* [What you should do]
Only the lines from the one containing "Each instance of the person's" to the end of the entries should be written out, each exactly as it stands, both ends included.
Start of Data lines
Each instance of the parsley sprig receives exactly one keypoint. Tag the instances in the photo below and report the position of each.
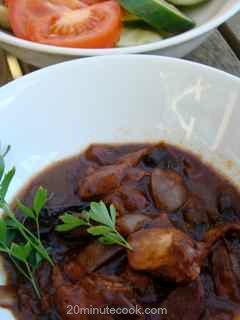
(105, 228)
(23, 247)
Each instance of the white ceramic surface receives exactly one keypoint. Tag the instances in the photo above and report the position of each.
(208, 16)
(60, 110)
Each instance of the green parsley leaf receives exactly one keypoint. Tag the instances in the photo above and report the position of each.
(99, 230)
(3, 230)
(39, 200)
(99, 213)
(21, 252)
(27, 212)
(6, 182)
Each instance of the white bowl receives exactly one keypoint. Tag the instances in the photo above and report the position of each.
(208, 16)
(60, 110)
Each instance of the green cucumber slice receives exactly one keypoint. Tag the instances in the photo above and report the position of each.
(137, 36)
(159, 14)
(186, 2)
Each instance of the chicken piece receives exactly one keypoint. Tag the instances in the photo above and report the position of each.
(130, 223)
(226, 283)
(167, 252)
(108, 178)
(133, 199)
(170, 253)
(185, 302)
(168, 189)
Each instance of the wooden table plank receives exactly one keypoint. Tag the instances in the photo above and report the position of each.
(5, 75)
(231, 32)
(216, 53)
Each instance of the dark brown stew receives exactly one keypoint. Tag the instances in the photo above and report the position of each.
(180, 216)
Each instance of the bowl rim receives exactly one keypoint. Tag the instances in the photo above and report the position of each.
(157, 45)
(122, 58)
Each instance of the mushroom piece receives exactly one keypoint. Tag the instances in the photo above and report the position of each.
(167, 252)
(106, 179)
(171, 253)
(168, 189)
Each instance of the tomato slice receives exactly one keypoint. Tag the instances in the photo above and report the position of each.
(68, 23)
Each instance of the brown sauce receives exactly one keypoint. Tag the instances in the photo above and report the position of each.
(208, 201)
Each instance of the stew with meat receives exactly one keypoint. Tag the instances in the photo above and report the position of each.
(180, 217)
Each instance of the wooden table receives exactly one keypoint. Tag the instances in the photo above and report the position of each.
(221, 50)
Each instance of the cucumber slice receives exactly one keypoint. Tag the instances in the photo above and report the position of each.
(128, 17)
(159, 14)
(137, 36)
(186, 2)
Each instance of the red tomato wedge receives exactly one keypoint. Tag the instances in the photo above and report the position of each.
(67, 23)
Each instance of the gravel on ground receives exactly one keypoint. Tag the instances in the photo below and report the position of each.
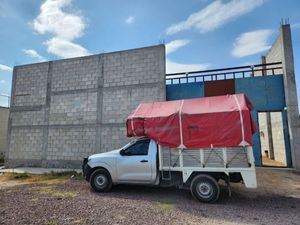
(71, 201)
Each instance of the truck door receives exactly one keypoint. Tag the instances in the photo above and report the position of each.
(134, 166)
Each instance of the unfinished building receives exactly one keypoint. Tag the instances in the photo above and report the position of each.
(62, 111)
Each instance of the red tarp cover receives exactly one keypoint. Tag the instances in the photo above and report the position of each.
(222, 121)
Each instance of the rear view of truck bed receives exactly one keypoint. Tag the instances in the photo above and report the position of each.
(219, 160)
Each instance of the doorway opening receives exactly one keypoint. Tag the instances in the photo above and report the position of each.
(271, 132)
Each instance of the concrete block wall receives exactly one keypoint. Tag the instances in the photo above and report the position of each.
(282, 50)
(64, 110)
(4, 112)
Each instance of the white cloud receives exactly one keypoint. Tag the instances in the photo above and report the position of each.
(130, 20)
(5, 94)
(65, 26)
(5, 68)
(296, 25)
(64, 48)
(33, 54)
(175, 45)
(173, 67)
(215, 15)
(250, 43)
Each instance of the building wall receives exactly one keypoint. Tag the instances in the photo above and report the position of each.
(65, 110)
(4, 112)
(282, 51)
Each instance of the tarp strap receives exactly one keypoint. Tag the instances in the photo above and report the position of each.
(238, 153)
(181, 146)
(132, 124)
(241, 119)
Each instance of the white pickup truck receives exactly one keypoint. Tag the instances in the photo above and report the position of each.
(143, 161)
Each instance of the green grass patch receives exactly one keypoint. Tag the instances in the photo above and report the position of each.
(56, 193)
(63, 175)
(164, 205)
(21, 176)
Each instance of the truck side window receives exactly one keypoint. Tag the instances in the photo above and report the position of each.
(139, 148)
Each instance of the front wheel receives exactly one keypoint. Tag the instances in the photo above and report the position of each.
(205, 188)
(101, 180)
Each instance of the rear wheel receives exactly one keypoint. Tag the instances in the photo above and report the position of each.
(100, 180)
(205, 188)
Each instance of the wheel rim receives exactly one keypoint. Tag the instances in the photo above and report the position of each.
(204, 190)
(100, 181)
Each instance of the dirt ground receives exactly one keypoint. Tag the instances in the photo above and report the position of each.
(65, 200)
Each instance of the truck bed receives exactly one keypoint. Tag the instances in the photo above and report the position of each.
(235, 157)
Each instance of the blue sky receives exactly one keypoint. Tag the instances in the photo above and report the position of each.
(199, 34)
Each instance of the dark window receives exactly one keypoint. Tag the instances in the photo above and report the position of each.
(139, 148)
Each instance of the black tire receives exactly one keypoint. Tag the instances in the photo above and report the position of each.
(100, 180)
(205, 188)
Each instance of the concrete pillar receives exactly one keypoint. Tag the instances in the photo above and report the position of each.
(290, 93)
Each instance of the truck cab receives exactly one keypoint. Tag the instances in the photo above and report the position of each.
(136, 162)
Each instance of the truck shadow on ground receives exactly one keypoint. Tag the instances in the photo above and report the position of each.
(242, 207)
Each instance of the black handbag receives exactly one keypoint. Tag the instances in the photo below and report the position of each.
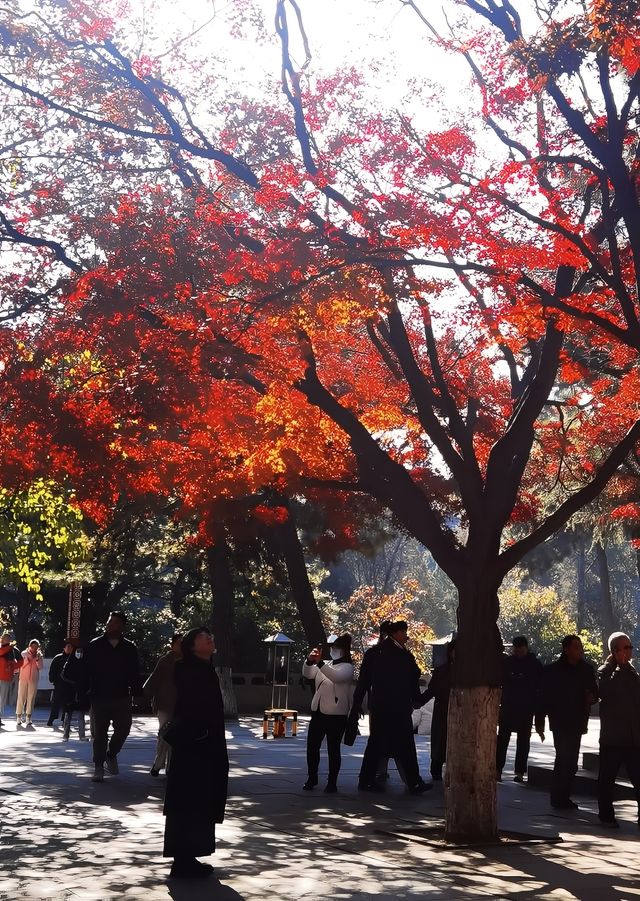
(351, 731)
(179, 734)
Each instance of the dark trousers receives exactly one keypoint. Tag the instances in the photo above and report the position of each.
(331, 727)
(57, 701)
(523, 743)
(567, 745)
(611, 760)
(104, 712)
(390, 735)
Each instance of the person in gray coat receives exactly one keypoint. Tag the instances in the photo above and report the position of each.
(619, 689)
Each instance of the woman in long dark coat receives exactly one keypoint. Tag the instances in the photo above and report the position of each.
(197, 779)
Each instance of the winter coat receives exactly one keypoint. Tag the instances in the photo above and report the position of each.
(394, 680)
(439, 688)
(198, 775)
(10, 662)
(334, 686)
(31, 666)
(112, 672)
(160, 686)
(619, 688)
(567, 692)
(521, 690)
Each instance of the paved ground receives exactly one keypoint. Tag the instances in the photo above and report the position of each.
(62, 837)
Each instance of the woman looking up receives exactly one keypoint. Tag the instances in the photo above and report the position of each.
(197, 778)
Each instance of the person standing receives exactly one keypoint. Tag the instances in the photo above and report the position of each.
(55, 677)
(569, 690)
(160, 689)
(32, 664)
(439, 688)
(619, 688)
(10, 663)
(329, 708)
(196, 792)
(521, 697)
(111, 675)
(394, 691)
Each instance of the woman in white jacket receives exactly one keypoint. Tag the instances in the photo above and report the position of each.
(329, 708)
(28, 681)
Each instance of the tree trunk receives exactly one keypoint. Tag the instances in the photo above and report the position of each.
(607, 614)
(470, 775)
(581, 579)
(293, 554)
(222, 592)
(470, 780)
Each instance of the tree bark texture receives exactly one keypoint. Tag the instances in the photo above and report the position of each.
(221, 580)
(470, 775)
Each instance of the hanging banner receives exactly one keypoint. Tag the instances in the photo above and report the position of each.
(75, 606)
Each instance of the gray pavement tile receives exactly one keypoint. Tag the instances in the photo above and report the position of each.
(63, 838)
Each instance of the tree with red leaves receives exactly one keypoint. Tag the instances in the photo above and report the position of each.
(316, 297)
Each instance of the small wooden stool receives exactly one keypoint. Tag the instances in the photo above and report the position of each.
(279, 718)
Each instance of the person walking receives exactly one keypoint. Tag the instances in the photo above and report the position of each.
(439, 688)
(10, 663)
(619, 689)
(32, 664)
(329, 708)
(520, 702)
(569, 690)
(394, 691)
(160, 689)
(74, 695)
(55, 677)
(111, 675)
(196, 792)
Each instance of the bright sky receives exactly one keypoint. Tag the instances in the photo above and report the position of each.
(380, 37)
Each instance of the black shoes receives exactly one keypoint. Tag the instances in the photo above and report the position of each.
(567, 804)
(190, 868)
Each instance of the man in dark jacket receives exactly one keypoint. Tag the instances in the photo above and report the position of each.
(112, 677)
(521, 699)
(619, 687)
(569, 690)
(55, 677)
(393, 686)
(439, 688)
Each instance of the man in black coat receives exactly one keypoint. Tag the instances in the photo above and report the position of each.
(112, 678)
(619, 687)
(58, 698)
(521, 700)
(569, 690)
(439, 688)
(393, 685)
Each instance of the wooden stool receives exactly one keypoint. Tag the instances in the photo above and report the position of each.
(279, 718)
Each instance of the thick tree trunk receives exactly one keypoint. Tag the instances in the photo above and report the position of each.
(222, 620)
(470, 776)
(302, 591)
(607, 614)
(470, 781)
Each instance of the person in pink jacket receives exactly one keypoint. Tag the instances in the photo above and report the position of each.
(28, 682)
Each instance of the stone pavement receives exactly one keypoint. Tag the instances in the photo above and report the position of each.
(63, 837)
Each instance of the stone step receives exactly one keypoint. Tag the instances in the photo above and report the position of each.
(585, 782)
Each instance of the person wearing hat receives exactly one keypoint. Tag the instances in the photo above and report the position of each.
(10, 663)
(329, 707)
(394, 690)
(32, 664)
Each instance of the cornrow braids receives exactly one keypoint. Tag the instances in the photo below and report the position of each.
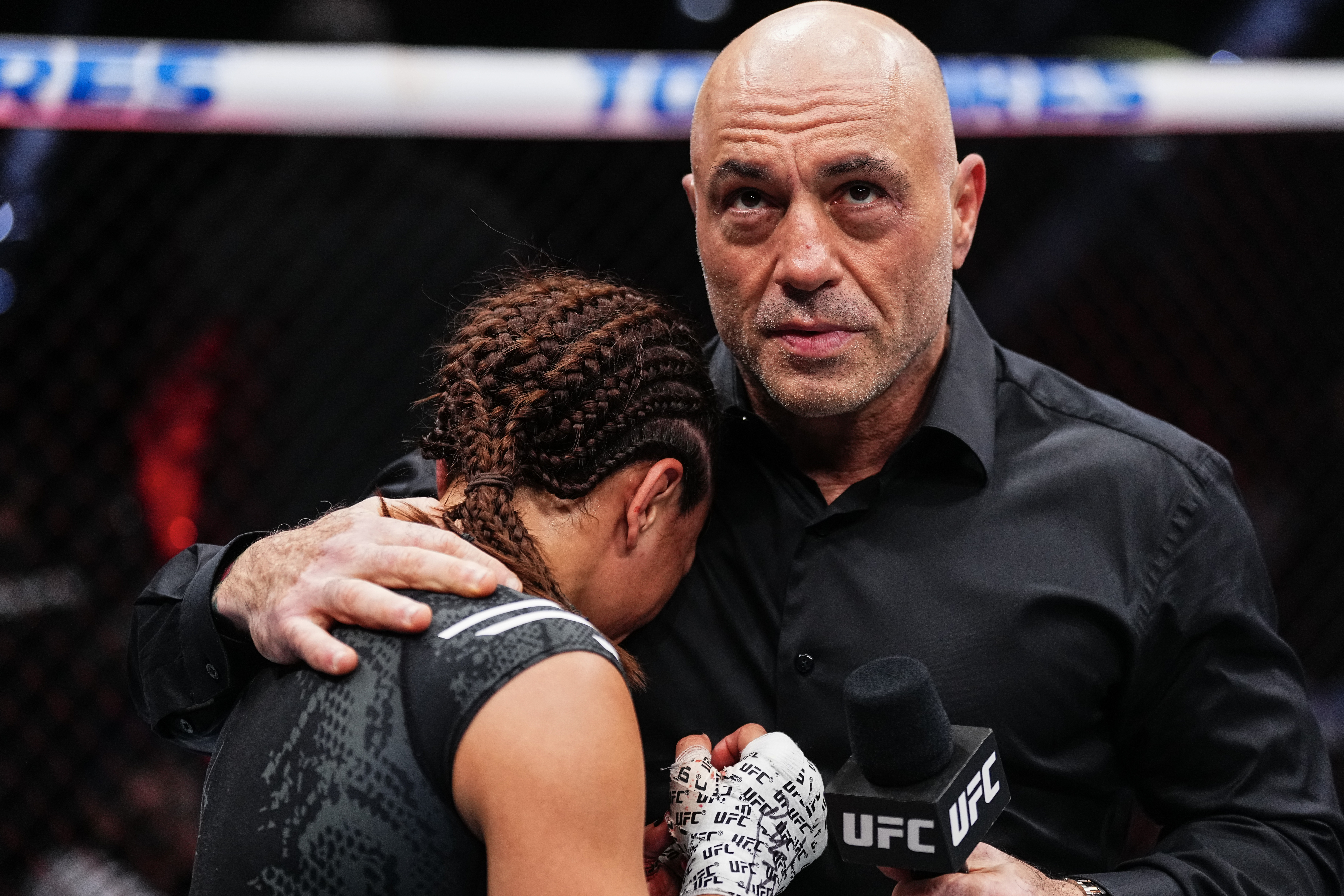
(556, 382)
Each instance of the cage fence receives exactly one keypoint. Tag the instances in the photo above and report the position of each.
(210, 335)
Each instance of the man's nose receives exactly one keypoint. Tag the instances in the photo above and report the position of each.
(806, 258)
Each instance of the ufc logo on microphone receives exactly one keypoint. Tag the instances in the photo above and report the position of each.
(858, 832)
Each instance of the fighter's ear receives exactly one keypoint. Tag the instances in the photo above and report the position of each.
(689, 186)
(657, 495)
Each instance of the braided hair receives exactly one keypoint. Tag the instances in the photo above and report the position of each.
(556, 382)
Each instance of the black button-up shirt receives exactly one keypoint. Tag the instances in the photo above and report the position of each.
(1077, 575)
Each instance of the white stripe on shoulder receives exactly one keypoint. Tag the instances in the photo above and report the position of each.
(533, 617)
(463, 625)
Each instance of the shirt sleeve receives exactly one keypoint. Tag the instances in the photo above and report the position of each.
(1214, 729)
(185, 667)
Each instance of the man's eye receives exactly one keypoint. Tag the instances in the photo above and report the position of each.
(859, 194)
(749, 199)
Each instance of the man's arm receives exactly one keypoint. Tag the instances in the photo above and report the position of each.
(1216, 731)
(194, 629)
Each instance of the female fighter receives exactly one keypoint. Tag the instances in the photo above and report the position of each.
(499, 750)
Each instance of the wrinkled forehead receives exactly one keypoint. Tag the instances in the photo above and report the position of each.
(807, 124)
(810, 92)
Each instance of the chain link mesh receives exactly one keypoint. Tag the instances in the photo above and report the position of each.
(214, 335)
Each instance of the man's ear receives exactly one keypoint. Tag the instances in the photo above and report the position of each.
(968, 195)
(657, 495)
(689, 186)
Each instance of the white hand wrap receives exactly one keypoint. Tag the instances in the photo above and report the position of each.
(752, 828)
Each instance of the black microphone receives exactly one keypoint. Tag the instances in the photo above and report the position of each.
(917, 793)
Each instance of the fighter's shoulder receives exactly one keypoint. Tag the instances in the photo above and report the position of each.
(506, 631)
(471, 651)
(1116, 433)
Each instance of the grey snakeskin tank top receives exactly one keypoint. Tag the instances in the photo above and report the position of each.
(343, 785)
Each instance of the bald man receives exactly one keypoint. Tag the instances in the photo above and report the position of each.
(1077, 575)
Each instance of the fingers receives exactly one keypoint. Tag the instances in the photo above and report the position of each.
(467, 558)
(691, 742)
(729, 752)
(317, 647)
(396, 566)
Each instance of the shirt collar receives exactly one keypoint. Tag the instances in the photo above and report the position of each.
(963, 403)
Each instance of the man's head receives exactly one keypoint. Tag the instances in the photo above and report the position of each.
(830, 206)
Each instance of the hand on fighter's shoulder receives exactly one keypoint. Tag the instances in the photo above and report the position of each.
(288, 589)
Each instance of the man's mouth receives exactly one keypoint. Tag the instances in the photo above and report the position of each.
(818, 340)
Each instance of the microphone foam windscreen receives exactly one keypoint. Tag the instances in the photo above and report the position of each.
(898, 729)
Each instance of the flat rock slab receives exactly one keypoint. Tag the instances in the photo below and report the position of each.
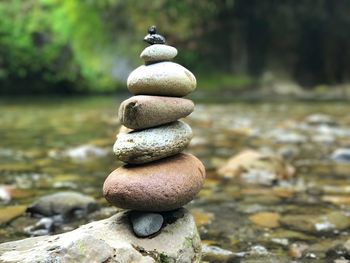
(158, 186)
(152, 144)
(110, 240)
(162, 79)
(140, 112)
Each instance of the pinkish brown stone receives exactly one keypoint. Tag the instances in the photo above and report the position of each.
(140, 112)
(158, 186)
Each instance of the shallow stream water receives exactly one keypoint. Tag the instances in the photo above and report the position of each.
(304, 218)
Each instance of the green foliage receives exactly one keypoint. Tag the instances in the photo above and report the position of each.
(91, 46)
(218, 81)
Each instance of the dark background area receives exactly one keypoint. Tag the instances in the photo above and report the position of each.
(64, 46)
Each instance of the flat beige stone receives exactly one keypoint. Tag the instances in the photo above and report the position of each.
(152, 144)
(140, 112)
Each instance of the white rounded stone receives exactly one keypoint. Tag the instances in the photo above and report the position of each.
(158, 53)
(152, 144)
(163, 79)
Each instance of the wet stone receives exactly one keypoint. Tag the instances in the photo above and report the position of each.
(320, 119)
(146, 224)
(328, 223)
(341, 155)
(67, 204)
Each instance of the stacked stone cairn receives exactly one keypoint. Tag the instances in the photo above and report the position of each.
(157, 177)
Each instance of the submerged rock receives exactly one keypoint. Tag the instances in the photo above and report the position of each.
(320, 119)
(265, 219)
(9, 213)
(255, 167)
(109, 240)
(66, 204)
(341, 155)
(333, 221)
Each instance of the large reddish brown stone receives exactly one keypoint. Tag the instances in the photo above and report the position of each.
(158, 186)
(140, 112)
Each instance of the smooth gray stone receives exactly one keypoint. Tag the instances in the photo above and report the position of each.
(162, 79)
(152, 144)
(146, 224)
(109, 240)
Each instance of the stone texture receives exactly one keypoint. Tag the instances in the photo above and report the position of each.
(158, 186)
(158, 52)
(152, 144)
(63, 203)
(109, 240)
(145, 224)
(163, 79)
(140, 112)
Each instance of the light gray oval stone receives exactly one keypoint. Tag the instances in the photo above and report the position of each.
(146, 224)
(163, 79)
(152, 144)
(140, 112)
(158, 52)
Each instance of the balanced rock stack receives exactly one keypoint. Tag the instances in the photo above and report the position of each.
(157, 177)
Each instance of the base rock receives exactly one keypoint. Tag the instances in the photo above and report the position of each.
(110, 240)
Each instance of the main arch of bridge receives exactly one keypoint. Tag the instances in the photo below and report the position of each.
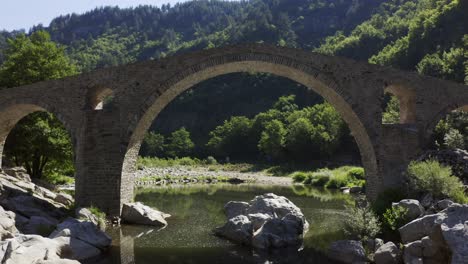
(107, 140)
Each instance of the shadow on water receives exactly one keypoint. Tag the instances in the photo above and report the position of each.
(196, 210)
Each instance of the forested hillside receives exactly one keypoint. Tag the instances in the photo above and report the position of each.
(428, 36)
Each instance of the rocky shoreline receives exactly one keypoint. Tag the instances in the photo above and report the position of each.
(184, 175)
(38, 225)
(437, 233)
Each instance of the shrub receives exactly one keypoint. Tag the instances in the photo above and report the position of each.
(386, 198)
(210, 160)
(361, 223)
(357, 172)
(187, 161)
(430, 176)
(337, 181)
(58, 179)
(299, 176)
(395, 217)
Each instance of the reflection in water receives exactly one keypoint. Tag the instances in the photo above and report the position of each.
(196, 210)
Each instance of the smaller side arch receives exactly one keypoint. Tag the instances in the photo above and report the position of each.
(97, 97)
(12, 114)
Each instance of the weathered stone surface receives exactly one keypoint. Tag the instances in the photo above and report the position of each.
(433, 238)
(457, 159)
(138, 213)
(7, 224)
(258, 219)
(30, 249)
(34, 205)
(84, 231)
(387, 254)
(39, 225)
(58, 261)
(18, 172)
(64, 199)
(141, 90)
(271, 221)
(279, 233)
(85, 214)
(455, 233)
(80, 250)
(238, 229)
(232, 208)
(443, 204)
(413, 207)
(419, 228)
(347, 251)
(374, 243)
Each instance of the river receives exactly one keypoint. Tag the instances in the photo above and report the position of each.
(197, 209)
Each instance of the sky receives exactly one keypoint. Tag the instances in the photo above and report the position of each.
(23, 14)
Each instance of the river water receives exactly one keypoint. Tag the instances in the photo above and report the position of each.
(197, 209)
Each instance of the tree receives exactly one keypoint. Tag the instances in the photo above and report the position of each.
(39, 139)
(391, 115)
(298, 139)
(179, 143)
(272, 140)
(153, 145)
(34, 59)
(233, 138)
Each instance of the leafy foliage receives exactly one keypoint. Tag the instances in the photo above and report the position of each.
(33, 59)
(39, 142)
(179, 143)
(430, 176)
(362, 223)
(391, 115)
(395, 217)
(452, 131)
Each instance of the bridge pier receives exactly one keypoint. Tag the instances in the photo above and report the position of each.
(99, 173)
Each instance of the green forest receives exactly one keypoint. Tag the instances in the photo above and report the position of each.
(427, 36)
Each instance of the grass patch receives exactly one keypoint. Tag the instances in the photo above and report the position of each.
(346, 176)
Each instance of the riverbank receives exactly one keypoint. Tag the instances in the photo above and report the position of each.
(190, 174)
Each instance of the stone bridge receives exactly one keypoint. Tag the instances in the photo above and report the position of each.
(107, 139)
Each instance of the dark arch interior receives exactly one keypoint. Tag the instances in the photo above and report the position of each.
(38, 141)
(208, 104)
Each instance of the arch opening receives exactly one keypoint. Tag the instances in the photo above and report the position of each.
(355, 125)
(101, 98)
(39, 141)
(399, 105)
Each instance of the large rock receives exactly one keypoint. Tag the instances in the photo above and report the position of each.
(347, 251)
(279, 233)
(7, 224)
(388, 253)
(238, 229)
(457, 159)
(18, 172)
(80, 250)
(413, 207)
(34, 205)
(433, 238)
(64, 199)
(233, 209)
(84, 213)
(268, 221)
(84, 231)
(31, 249)
(138, 213)
(39, 225)
(455, 233)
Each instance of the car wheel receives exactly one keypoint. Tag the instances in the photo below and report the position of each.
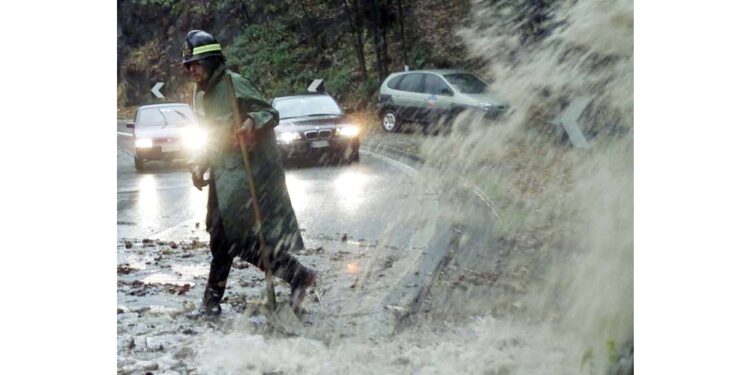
(390, 121)
(138, 163)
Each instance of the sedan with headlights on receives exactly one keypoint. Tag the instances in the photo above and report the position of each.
(313, 126)
(165, 132)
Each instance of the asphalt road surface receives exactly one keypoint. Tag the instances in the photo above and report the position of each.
(364, 200)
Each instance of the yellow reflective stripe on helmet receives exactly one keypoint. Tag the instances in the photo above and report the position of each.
(207, 48)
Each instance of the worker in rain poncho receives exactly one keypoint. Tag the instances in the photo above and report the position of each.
(230, 220)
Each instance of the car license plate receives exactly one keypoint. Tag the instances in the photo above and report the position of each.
(170, 148)
(319, 144)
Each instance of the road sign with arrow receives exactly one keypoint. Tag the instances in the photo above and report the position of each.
(156, 92)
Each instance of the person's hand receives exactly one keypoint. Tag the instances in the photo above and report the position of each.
(196, 173)
(246, 131)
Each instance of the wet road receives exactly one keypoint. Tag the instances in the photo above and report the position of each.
(359, 200)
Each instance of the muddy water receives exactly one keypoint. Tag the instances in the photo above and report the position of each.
(547, 290)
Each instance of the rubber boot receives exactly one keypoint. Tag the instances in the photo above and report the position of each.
(304, 278)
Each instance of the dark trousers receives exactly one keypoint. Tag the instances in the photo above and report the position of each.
(283, 265)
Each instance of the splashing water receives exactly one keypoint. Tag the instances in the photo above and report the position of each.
(548, 288)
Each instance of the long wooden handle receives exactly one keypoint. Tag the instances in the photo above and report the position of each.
(265, 256)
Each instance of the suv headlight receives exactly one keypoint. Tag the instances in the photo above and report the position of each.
(348, 131)
(144, 143)
(485, 106)
(288, 137)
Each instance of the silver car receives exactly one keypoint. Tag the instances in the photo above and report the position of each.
(165, 132)
(434, 96)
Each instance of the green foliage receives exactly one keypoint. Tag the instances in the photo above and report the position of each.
(280, 45)
(266, 54)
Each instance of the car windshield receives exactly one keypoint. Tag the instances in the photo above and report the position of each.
(163, 116)
(467, 83)
(300, 106)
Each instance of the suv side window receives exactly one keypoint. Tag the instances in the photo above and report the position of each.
(393, 84)
(412, 83)
(435, 85)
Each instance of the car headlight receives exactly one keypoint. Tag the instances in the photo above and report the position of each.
(194, 138)
(144, 143)
(287, 137)
(349, 131)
End of Data lines
* [Problem solution]
Each instance of the person's hand receives exactly one keypoint. Tag the instances in the photo above and report the position of each.
(196, 173)
(246, 131)
Each instance of the wet road receives exactly one keypoint. Tag the instances in the photo above and report the position of each.
(359, 200)
Each instance of the muddy water receives exactly one keypoint. Tag the instances in the photo above and report the position of each.
(547, 290)
Each instance of the rubber boot receives exactly one keypoint. Tag the instances in the photo above and report the position of each.
(304, 278)
Each instance of the dark trousers receives exactly one keypoint. Tag the instances in the photo above and report the position of each.
(283, 265)
Each instance of the splashing water receives exactly one keypoint. Tag the instances in the photo above and report the position of each.
(548, 288)
Each instance of the long wooden handle receives exactly one keypoint. Tag the instances in the photo above and report the position of each.
(265, 256)
Each instance of the suv headlight receives exactly one keypoint. Tag the instances in the photo above and report the position of each.
(348, 131)
(144, 143)
(485, 106)
(288, 137)
Each instance of the silver car receives exactly one keypoint. Tag the instances in the photo above and report the position of each.
(165, 132)
(434, 96)
Each instance of the green foliage receives exactly one keypoint. Tag the instances in the photo above and report the position of each.
(280, 45)
(266, 54)
Each instance of the car windshield receives exactly one keypoint. Tag the instances in the photo above and report the position of each.
(163, 116)
(467, 83)
(300, 106)
Each instance of the suv side window receives exactly one keypoint. Tag the instances in the photo above and report the position of each.
(393, 84)
(412, 83)
(435, 85)
Each instance of the car headlight receives exactly one keypoint. Tag the instances in the photo above and report the position of each.
(194, 138)
(144, 143)
(287, 137)
(349, 131)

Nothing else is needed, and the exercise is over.